## Information:
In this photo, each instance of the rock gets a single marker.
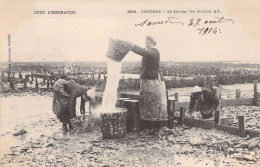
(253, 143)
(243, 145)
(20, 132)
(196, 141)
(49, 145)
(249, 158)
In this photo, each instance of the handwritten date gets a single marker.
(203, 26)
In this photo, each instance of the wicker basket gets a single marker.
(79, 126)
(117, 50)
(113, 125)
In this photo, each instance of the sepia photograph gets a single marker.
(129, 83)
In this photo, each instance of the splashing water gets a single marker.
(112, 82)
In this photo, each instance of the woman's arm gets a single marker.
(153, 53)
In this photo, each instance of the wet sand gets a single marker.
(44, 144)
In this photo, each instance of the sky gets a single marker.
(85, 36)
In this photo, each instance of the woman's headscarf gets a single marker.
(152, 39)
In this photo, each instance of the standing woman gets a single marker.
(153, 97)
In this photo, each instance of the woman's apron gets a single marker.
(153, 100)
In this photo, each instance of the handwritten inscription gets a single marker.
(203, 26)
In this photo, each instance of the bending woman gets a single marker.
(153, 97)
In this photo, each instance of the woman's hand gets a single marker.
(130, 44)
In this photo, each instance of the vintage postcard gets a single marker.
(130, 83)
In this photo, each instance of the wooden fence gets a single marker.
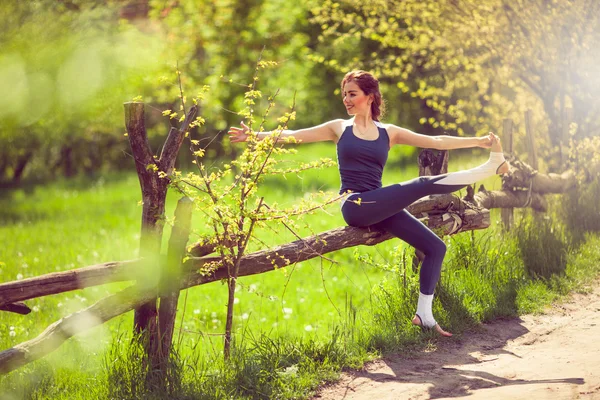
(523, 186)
==
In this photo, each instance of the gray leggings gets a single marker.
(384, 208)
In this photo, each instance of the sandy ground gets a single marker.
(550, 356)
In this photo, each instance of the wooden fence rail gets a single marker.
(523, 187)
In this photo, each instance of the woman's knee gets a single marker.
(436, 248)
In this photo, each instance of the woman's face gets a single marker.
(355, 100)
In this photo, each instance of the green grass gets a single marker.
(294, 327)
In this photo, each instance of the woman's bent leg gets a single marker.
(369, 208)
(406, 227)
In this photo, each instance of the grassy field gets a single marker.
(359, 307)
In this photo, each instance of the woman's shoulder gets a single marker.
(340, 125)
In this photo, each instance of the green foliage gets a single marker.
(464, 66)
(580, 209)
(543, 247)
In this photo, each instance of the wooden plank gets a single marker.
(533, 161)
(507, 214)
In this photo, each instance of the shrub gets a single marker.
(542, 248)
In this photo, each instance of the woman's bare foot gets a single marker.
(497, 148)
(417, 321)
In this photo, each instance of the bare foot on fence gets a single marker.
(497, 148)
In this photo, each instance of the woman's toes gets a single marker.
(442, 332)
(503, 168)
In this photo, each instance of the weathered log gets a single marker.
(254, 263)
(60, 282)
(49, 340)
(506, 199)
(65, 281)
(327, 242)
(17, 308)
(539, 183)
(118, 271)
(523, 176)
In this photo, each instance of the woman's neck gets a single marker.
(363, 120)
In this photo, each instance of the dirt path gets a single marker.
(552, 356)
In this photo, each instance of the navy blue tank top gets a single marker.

## Task requirements:
What you return must be an exact retyping of the lines above starting at the line with "In this photo, each instance of the woman's neck" and ending at the line with "In this photo, each instance of the navy", and nothing besides.

## Answer space:
In this photo, each instance of the woman's neck gets a single marker.
(363, 120)
In this photo, each instance of the dirt path gets a single marker.
(552, 356)
In this photo, each instance of the navy blue tank top gets a single marker.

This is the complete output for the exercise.